_Work to complete_. Please quote, word for word, the lines of the data below from the line holding "Locate jacket zipper" through the line holding "335, 80, 393, 118", both included.

....................

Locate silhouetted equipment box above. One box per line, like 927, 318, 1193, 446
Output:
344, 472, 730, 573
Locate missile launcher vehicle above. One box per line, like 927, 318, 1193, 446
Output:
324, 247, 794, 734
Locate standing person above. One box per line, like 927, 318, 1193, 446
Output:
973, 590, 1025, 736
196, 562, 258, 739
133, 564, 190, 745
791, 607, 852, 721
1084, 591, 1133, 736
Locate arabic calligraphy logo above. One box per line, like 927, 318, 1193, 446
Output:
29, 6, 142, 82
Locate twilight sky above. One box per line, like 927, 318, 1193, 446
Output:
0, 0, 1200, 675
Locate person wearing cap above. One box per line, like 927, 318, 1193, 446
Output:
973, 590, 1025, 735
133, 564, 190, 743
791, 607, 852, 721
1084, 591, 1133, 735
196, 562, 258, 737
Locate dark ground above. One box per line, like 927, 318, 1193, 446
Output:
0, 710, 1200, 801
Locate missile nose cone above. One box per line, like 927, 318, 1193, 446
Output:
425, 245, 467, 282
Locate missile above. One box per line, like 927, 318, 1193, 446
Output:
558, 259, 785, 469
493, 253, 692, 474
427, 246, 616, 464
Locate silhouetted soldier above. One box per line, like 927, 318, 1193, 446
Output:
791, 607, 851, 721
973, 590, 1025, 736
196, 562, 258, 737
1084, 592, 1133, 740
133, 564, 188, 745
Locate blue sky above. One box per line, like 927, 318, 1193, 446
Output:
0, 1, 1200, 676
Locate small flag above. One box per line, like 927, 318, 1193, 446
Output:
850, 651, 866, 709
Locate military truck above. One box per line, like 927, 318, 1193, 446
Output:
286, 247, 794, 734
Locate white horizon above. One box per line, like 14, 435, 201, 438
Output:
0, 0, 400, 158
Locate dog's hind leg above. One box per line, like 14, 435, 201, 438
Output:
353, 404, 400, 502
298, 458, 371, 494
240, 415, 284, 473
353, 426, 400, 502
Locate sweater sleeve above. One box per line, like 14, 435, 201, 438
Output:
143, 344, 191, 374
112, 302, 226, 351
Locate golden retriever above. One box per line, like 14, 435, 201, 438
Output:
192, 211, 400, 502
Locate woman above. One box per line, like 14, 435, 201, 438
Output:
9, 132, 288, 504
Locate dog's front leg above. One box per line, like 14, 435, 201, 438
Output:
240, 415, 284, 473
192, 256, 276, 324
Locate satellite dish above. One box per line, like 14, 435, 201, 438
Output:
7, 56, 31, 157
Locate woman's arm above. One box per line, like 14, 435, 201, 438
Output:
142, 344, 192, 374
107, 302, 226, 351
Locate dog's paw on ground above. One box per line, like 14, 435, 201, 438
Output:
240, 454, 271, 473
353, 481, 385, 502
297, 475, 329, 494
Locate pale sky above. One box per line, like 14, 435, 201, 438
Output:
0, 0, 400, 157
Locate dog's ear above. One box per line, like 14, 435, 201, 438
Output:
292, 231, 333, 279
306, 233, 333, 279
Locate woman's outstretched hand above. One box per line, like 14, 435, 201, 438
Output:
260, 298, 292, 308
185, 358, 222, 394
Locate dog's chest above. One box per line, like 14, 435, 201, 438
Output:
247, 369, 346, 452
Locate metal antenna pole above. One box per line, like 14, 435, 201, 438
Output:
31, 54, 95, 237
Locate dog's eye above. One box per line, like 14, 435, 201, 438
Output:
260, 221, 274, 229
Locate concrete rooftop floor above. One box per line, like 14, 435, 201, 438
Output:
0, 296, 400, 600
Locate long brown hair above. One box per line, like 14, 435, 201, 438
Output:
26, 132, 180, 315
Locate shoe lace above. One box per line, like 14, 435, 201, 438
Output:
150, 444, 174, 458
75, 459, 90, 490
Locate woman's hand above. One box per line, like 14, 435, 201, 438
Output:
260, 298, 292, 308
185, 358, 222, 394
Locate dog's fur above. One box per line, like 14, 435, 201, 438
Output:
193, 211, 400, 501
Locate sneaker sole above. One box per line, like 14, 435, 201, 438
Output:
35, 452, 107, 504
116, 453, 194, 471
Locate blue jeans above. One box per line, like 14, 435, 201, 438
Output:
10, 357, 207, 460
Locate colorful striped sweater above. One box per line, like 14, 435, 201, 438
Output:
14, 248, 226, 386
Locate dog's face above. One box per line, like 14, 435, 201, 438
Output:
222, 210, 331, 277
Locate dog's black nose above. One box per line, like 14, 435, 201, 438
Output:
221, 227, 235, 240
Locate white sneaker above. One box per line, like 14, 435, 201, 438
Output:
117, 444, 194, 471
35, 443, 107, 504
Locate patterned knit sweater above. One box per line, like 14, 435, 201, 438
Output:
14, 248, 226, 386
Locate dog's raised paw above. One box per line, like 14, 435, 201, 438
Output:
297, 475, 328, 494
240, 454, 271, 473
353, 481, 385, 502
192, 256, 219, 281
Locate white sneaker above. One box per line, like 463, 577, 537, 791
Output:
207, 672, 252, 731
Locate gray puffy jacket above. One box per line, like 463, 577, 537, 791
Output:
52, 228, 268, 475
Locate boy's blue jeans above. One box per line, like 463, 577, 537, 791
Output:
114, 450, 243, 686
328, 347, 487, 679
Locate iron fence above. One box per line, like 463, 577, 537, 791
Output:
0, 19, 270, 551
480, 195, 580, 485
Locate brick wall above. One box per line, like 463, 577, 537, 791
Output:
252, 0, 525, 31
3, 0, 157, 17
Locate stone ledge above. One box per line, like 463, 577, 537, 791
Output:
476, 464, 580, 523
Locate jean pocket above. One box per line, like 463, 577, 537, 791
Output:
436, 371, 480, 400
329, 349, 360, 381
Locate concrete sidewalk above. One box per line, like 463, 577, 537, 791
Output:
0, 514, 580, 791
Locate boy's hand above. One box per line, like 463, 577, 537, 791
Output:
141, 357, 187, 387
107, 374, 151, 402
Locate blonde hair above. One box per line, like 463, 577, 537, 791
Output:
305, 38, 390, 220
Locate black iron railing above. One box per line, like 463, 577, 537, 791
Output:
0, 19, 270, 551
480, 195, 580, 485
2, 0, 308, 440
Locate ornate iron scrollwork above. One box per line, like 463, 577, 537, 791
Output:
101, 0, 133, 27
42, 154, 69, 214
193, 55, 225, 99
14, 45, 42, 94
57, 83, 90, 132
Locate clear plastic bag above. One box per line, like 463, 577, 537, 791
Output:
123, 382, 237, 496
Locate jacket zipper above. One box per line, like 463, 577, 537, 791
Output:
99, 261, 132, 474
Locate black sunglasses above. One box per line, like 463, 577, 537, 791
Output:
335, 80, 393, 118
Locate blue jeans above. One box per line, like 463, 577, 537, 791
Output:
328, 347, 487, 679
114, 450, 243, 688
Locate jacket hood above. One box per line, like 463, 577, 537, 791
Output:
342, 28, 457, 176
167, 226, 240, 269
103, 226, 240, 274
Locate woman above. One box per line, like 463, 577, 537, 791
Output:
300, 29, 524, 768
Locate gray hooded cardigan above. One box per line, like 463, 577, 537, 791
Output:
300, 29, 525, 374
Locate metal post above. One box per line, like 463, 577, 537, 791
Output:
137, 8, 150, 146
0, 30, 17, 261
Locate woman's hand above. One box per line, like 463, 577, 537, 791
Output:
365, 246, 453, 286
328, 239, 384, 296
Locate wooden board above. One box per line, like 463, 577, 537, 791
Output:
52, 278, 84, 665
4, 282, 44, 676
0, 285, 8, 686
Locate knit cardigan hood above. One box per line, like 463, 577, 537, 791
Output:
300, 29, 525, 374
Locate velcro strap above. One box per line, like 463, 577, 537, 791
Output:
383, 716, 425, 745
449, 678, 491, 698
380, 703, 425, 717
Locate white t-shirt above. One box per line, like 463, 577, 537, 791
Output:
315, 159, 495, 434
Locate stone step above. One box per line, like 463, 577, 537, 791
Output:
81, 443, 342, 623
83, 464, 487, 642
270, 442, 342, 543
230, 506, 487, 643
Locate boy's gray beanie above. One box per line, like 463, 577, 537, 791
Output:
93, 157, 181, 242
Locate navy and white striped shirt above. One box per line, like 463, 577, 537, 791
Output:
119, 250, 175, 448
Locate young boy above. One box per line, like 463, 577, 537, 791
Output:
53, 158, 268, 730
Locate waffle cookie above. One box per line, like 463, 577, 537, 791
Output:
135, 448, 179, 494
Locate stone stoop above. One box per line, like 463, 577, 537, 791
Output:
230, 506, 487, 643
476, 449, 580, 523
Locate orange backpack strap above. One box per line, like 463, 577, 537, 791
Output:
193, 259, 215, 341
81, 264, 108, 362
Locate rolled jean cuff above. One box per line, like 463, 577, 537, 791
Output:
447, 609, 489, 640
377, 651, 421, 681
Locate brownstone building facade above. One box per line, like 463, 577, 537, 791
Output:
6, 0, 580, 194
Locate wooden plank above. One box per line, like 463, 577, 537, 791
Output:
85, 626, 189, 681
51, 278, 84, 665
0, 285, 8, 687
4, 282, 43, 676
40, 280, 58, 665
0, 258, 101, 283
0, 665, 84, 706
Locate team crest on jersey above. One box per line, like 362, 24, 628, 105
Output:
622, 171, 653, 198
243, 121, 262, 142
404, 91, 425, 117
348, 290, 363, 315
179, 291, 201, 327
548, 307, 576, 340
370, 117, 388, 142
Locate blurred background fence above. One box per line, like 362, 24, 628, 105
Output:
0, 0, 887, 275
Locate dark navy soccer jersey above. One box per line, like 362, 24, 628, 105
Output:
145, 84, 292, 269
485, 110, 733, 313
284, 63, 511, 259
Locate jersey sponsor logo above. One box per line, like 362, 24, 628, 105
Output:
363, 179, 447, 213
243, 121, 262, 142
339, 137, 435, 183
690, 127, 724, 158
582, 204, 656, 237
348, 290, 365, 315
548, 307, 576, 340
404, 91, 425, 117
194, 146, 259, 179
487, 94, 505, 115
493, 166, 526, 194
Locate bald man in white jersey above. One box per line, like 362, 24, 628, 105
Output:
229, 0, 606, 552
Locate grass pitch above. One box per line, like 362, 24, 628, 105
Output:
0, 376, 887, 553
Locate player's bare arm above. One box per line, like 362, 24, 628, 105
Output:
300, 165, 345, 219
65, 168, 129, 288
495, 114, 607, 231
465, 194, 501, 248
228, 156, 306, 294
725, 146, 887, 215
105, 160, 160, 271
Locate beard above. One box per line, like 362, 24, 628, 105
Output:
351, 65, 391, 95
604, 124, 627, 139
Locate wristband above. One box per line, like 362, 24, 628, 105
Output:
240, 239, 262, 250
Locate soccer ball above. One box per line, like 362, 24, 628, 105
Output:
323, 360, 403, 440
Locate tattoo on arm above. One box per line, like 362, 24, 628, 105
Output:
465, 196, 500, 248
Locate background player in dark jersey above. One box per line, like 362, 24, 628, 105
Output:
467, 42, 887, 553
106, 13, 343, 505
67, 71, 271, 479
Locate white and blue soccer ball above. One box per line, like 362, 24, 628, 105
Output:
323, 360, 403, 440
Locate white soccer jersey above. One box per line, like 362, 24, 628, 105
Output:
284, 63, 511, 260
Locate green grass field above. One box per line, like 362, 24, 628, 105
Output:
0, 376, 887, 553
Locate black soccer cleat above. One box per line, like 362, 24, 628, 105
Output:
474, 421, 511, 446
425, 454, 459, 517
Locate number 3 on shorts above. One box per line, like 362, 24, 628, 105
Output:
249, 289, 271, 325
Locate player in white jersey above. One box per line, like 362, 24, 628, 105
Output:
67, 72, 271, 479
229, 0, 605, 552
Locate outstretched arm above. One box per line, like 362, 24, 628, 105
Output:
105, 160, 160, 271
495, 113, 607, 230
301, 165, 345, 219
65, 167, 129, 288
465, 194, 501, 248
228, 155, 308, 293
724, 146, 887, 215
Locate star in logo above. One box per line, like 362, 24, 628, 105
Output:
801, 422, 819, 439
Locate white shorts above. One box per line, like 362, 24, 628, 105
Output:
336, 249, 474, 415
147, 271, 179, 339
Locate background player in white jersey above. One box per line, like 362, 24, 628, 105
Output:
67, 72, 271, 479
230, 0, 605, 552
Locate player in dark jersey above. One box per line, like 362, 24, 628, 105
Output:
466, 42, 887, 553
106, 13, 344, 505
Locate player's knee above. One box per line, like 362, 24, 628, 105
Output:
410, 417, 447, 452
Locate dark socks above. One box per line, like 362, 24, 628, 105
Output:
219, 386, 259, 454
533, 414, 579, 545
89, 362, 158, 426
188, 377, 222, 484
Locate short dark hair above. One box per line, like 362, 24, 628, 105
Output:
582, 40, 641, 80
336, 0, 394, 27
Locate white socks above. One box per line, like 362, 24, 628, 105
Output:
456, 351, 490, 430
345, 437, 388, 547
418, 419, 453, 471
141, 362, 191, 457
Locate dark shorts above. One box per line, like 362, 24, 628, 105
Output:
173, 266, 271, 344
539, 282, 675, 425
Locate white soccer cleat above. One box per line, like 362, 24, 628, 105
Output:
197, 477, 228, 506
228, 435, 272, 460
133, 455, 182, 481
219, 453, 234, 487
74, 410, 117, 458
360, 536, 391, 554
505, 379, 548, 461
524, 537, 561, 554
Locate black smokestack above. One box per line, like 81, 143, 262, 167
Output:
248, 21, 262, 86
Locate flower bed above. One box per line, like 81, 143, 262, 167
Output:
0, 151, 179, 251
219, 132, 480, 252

....................

_Full response_.
Locate jacket zipper above. One box per line, like 463, 577, 537, 791
Output:
99, 261, 132, 474
Locate black sunglasses above. One box per line, like 463, 577, 537, 791
Output:
335, 80, 393, 118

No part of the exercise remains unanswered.